Could you copy out the whole of the book notes below, word for word?

Source text:

--- begin ---

Eugene Thacker, Biomedia (Minnesota, 2004)
- a book I should have read a long time ago, but now trying to scan it through in its entirety, again partly because of the Sussex event. I think Thacker’s idea of biomedia as “enabling certain types of data to be mobilized across different media” – i.e. as a concept of mediation that does not lose sight of the material basis of such encodings and decodings is great also for a wider reconsideration of the agenda of media studies (media studies as the potentially key discipline to understand various exchanges happening across scales from science and technology to visual culture and for example science fiction).

Axel Volmar (ed.), Zeitkritische Medien (Kadmos 2009)
- a book that sums up many of the interest in Berlin media studies concerning “time critical media.” It looks like an excellent book that argues for the centrality of time as both an epistemological perspective for media studies and as an ontologically organizing principle for modern technical media culture. This is the stuff what Wolfgang Ernst is always on about (and for a good reason), and where the macrotemporal durations inspected by media archaeology could find a new ground in microtemporal modulations of technical media.

--- end ---

Records:
--- begin ---

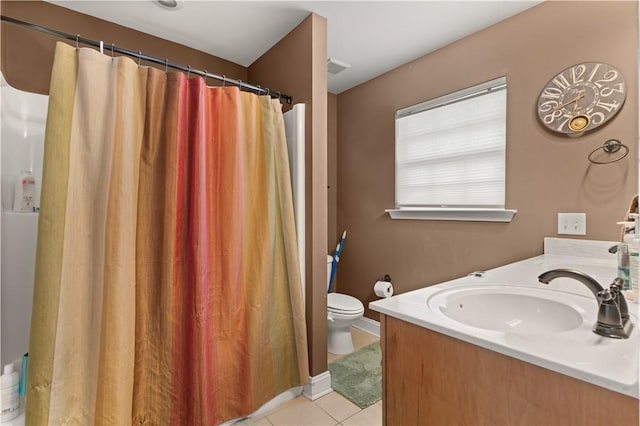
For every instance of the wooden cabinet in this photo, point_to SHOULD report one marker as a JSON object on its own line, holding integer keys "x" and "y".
{"x": 432, "y": 379}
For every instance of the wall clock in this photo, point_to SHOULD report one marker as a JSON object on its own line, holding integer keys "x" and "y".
{"x": 582, "y": 98}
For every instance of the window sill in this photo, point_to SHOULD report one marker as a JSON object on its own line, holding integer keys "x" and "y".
{"x": 473, "y": 215}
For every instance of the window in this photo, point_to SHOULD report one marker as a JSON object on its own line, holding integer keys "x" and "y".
{"x": 450, "y": 156}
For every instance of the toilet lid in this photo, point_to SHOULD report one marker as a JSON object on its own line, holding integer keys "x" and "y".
{"x": 343, "y": 303}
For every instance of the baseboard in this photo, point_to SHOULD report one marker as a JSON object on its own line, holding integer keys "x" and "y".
{"x": 318, "y": 386}
{"x": 368, "y": 325}
{"x": 278, "y": 400}
{"x": 270, "y": 405}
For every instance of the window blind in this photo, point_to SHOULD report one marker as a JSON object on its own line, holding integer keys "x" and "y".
{"x": 450, "y": 151}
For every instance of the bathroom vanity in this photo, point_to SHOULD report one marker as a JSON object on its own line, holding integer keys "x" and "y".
{"x": 449, "y": 358}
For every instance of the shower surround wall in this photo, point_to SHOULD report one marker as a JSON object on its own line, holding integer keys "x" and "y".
{"x": 295, "y": 65}
{"x": 22, "y": 122}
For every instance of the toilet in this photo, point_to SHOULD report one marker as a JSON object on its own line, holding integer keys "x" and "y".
{"x": 342, "y": 311}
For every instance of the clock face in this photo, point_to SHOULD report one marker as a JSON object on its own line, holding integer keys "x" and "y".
{"x": 582, "y": 98}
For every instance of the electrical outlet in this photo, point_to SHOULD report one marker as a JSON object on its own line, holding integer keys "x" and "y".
{"x": 572, "y": 223}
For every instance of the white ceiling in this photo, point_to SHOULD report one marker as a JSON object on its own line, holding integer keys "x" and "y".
{"x": 373, "y": 37}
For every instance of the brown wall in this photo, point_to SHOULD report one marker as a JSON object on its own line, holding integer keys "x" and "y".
{"x": 298, "y": 62}
{"x": 546, "y": 173}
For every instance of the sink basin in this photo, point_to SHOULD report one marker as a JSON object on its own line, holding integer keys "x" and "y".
{"x": 510, "y": 309}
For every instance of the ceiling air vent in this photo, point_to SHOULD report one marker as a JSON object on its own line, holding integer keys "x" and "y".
{"x": 334, "y": 66}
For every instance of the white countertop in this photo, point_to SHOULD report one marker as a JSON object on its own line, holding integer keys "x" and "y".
{"x": 579, "y": 353}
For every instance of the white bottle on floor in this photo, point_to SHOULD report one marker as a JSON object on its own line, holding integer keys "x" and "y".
{"x": 9, "y": 397}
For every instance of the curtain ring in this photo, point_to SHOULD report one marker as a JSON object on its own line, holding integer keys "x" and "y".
{"x": 610, "y": 147}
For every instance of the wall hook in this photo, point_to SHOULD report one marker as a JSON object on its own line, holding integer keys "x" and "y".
{"x": 611, "y": 146}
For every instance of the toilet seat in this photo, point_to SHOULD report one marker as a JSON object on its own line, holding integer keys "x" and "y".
{"x": 344, "y": 304}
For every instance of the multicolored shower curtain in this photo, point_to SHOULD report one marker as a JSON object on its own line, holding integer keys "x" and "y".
{"x": 167, "y": 285}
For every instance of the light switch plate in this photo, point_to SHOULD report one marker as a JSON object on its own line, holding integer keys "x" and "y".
{"x": 572, "y": 223}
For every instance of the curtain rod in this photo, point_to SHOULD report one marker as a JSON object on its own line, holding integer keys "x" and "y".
{"x": 141, "y": 56}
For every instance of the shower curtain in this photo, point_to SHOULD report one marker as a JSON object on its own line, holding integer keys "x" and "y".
{"x": 167, "y": 287}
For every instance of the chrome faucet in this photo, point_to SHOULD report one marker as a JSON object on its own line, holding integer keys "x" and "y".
{"x": 613, "y": 313}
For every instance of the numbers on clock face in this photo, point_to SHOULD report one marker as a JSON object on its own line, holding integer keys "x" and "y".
{"x": 593, "y": 91}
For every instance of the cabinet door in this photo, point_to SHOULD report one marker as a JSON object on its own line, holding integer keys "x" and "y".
{"x": 433, "y": 379}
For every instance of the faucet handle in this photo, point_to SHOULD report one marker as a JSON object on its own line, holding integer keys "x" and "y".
{"x": 605, "y": 295}
{"x": 617, "y": 284}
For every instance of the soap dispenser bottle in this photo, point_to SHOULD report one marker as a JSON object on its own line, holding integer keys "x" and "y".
{"x": 24, "y": 198}
{"x": 633, "y": 241}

--- end ---

Output of the task:
Eugene Thacker, Biomedia (Minnesota, 2004)
- a book I should have read a long time ago, but now trying to scan it through in its entirety, again partly because of the Sussex event. I think Thacker’s idea of biomedia as “enabling certain types of data to be mobilized across different media” – i.e. as a concept of mediation that does not lose sight of the material basis of such encodings and decodings is great also for a wider reconsideration of the agenda of media studies (media studies as the potentially key discipline to understand various exchanges happening across scales from science and technology to visual culture and for example science fiction).

Axel Volmar (ed.), Zeitkritische Medien (Kadmos 2009)
- a book that sums up many of the interest in Berlin media studies concerning “time critical media.” It looks like an excellent book that argues for the centrality of time as both an epistemological perspective for media studies and as an ontologically organizing principle for modern technical media culture. This is the stuff what Wolfgang Ernst is always on about (and for a good reason), and where the macrotemporal durations inspected by media archaeology could find a new ground in microtemporal modulations of technical media.